[[ Dataset excerpts open ]]

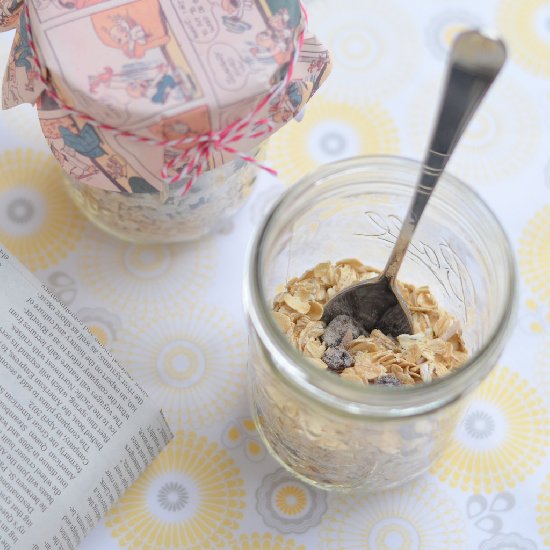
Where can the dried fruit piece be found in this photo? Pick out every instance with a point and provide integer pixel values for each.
(433, 351)
(387, 380)
(337, 359)
(337, 329)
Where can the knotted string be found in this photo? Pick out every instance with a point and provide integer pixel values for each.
(197, 148)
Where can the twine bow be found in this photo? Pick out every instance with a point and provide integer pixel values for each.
(197, 149)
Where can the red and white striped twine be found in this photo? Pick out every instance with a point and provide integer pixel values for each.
(194, 157)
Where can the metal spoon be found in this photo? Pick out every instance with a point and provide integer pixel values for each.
(475, 60)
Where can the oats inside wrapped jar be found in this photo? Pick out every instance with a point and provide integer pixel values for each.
(435, 348)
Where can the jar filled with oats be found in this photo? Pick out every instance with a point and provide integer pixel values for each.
(345, 409)
(159, 110)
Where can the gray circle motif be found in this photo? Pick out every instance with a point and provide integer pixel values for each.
(173, 496)
(479, 425)
(21, 210)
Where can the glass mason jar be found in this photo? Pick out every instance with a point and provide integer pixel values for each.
(334, 433)
(148, 217)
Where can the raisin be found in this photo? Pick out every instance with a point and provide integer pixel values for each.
(337, 359)
(388, 380)
(337, 329)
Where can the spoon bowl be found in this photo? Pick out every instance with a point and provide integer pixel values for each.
(475, 61)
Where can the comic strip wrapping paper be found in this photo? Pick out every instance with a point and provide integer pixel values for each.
(149, 72)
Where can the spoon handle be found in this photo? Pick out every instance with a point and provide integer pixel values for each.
(474, 63)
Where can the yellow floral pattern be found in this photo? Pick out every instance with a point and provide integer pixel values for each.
(191, 497)
(525, 26)
(242, 432)
(135, 278)
(38, 222)
(534, 255)
(543, 511)
(368, 61)
(417, 516)
(289, 505)
(502, 438)
(189, 361)
(331, 131)
(265, 541)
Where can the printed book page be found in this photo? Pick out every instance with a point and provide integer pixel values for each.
(75, 429)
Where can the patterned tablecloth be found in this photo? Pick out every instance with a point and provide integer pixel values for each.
(173, 314)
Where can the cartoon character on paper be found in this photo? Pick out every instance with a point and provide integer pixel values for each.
(133, 28)
(142, 80)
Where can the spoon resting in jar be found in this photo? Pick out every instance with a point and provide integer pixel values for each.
(475, 61)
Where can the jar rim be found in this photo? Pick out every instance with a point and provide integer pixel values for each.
(345, 396)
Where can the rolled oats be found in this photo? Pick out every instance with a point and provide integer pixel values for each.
(434, 349)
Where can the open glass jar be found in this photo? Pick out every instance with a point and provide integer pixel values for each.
(147, 216)
(334, 433)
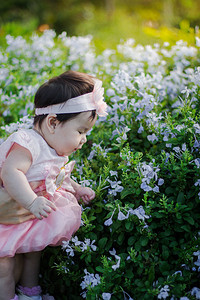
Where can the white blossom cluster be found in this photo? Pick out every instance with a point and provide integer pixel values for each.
(139, 212)
(149, 174)
(74, 244)
(89, 280)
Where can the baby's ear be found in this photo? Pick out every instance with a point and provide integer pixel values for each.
(51, 121)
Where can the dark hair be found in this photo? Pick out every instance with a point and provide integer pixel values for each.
(59, 89)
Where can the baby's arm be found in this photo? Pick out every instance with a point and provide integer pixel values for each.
(85, 193)
(13, 176)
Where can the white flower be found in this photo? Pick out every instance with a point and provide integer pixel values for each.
(108, 222)
(160, 181)
(121, 216)
(164, 292)
(106, 296)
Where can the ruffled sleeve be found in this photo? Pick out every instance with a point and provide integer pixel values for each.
(24, 138)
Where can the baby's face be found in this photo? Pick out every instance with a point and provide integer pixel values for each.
(71, 136)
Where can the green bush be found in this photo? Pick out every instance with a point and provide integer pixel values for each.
(139, 239)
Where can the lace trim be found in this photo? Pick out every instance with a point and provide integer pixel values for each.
(34, 291)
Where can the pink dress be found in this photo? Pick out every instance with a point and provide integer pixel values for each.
(47, 167)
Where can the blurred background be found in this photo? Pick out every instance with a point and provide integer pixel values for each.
(109, 21)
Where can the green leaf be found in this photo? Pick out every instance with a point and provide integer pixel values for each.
(186, 228)
(131, 240)
(144, 241)
(126, 192)
(189, 220)
(102, 242)
(100, 269)
(180, 198)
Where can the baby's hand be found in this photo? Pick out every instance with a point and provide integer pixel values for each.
(86, 194)
(41, 207)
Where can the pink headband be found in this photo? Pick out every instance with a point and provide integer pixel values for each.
(89, 101)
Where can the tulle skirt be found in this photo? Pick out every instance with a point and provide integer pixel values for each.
(35, 235)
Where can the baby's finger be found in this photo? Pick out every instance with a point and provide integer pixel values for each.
(51, 204)
(47, 209)
(44, 214)
(38, 216)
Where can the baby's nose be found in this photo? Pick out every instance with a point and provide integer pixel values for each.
(84, 139)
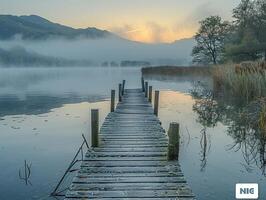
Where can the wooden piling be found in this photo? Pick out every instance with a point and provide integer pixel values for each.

[[ Dataset excerpts closed ]]

#### What you need to do:
All of the records above are to be printed exactly, with every picture omitted.

#### Solution to the exercise:
Where can the dried fruit piece be found in this photo? Pick out every instance with a point and provide integer pixel values for each.
(433, 351)
(387, 380)
(337, 359)
(337, 329)
Where can the knotted string be found in this photo? Pick out every instance with a point and provide integer pixel values for each.
(197, 148)
Where can the twine bow be found in this photo? Pick out every instance with a point and provide integer pixel values for each.
(197, 149)
Where can the red and white striped twine be found in this photo? Pick out every instance with a point and provide integer pixel values for each.
(194, 157)
Where can the metal spoon be found in this photo? Pick out every instance with a point and provide integer pixel values for each.
(475, 60)
Where can the oats inside wrapped jar be found in this photo? Pick out every instance with a point and provide integer pixel values for each.
(435, 348)
Where can the jar filled with oats be found in this photo? Pick out every instance with a point and provide integer pixel values for each.
(345, 409)
(159, 110)
Where can the gray circle motif be found in this photo? Pick out every instance with a point and provide integer pixel values for each.
(173, 496)
(479, 425)
(21, 210)
Where can the glass mason jar be found in this photo? Pick out every instance with a point and provide integer pixel values for each.
(334, 433)
(148, 217)
Where can the raisin be found in this photo? Pick out every instance with a point and provide integer pixel values for each.
(337, 359)
(388, 380)
(337, 329)
Where can the spoon bowl be found in this photo? Pick out every instance with a point and provide integer pixel values for each.
(475, 61)
Where can the comic strip wrapping paper be found in this photo? Pick out every instance with a point and provide integer pixel values for each.
(149, 72)
Where can the spoon handle be found in this photo? Pick out every instance with a point and provide integer pixel values for each.
(474, 63)
Where can the yellow floral pattern be found in this photo? Pick out every instance with a point and provide integer pixel values for each.
(191, 497)
(525, 26)
(242, 432)
(135, 278)
(38, 222)
(534, 255)
(543, 511)
(368, 61)
(417, 516)
(289, 505)
(502, 438)
(189, 361)
(331, 131)
(265, 541)
Where can the printed book page be found in this photo? Pick out every instance with a point and provide integer pixel values for each.
(75, 429)
Where can the patterned tablecloth be found in this photo? Pick out every instance with a point and provide integer pixel values for each.
(173, 314)
Where can the cartoon character on paper be found in this photo? Pick out every instance with a point and provide integer pixel values for each.
(133, 28)
(142, 80)
Where can the spoon resting in jar be found in this photo? Pick out every instance with a point and provide integer pixel values for each.
(475, 61)
Where can the jar rim be found in this photo? Pick out every instance with a point and provide integer pixel values for each.
(345, 396)
Where can the rolled oats be found in this photo? Pick out every instance with a point and provide integer pixel values for each.
(434, 349)
Where can the open glass jar be found in this photo? Pick out every instance with a point and provide integer pixel values for each.
(147, 216)
(334, 433)
Where can the white blossom cluster be found in this photo? Pick out every instance with a point and provide integer pixel values for each.
(139, 212)
(149, 174)
(74, 244)
(89, 280)
Where can the baby's ear be found in this photo? Pick out every instance with a point and provide integer pixel values for each.
(51, 121)
Where can the dark hair be found in this photo? Pick out every instance with a point and provide integer pixel values for each.
(59, 89)
Where can the baby's arm be found in this photo? Pick out every instance with a point and provide integer pixel values for each.
(85, 193)
(13, 176)
Where can the white flower be found in this photo? Pick out every instance with a point and provide integer pixel values for each.
(108, 222)
(160, 181)
(121, 216)
(164, 292)
(106, 296)
Where can the ruffled sleeve be found in this photo? Pick out every instance with a point and provide integer pixel values for each.
(24, 138)
Where can the baby's face be found in this photo? Pick out every instance with a point and provide integer pixel values for each.
(71, 136)
Where can the green bush be found in this photo? Pick out every instance with a point and provide integer pixel values for each.
(139, 239)
Where can the lace trim be found in this photo? Pick out every instance with a point and provide integer pixel values for each.
(34, 291)
Where can the pink dress be found in this photo? Pick out every instance with a point and provide integer pixel values for each.
(47, 167)
Where can the blurred background be found in this photo? Pick out every instance with a point and provide integer pixel values for each.
(109, 21)
Where can the green leaf be found in this photo? Pick out every instance with a point and provide integer pixel values for each.
(186, 228)
(131, 240)
(144, 241)
(126, 192)
(189, 220)
(102, 242)
(100, 269)
(180, 198)
Where can the baby's hand be found in this photo? Pick out every instance with a point and provide integer pixel values for each.
(86, 194)
(41, 207)
Where can the pink headband be found in this photo? Pick out every instance with a point and provide integer pixel values for each.
(89, 101)
Where can the tulle skirt be found in this photo? Pick out every instance with a point and provide integer pixel values for each.
(35, 235)
Where can the baby's finger be found in this photo? Pick out every instance with a point and provide integer pixel values for each.
(51, 204)
(47, 209)
(44, 214)
(38, 216)
Where can the baby's nose be found in this photo? Pick out every instance with a point and provide integer pixel values for each.
(84, 139)
Where can the wooden piling be found in this photo? Pick out every instance with a point and provide integer pixel values for each.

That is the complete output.